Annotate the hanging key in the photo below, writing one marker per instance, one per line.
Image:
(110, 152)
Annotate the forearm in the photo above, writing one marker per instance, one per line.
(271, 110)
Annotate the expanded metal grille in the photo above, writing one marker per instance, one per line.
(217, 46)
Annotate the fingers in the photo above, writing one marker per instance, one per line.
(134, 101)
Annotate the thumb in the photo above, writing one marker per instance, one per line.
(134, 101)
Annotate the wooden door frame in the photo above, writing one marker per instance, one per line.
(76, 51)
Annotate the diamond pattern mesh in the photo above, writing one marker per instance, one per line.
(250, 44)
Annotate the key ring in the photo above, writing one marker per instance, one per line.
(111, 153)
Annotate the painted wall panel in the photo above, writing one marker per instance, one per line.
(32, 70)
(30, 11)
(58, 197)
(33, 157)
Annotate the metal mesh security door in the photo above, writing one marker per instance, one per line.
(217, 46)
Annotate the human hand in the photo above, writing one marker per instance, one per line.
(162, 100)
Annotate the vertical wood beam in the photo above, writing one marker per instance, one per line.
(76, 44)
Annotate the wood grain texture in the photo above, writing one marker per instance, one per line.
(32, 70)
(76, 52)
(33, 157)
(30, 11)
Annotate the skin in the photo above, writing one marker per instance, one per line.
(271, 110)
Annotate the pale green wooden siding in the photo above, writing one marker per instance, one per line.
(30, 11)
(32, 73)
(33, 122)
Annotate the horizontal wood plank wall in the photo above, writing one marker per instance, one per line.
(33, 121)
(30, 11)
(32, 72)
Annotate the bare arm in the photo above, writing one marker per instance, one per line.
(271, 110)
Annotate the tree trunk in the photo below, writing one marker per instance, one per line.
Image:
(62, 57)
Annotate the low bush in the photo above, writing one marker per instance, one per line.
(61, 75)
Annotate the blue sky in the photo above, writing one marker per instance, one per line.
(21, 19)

# What the exercise asks
The answer must be every line from the records above that contains the word "below", copied in full.

# Expected answer
Annotate the hanging key in the photo below, writing one marker per instance, one per line.
Annotate the tree trunk in the photo below, writing one marker per instance, one per line.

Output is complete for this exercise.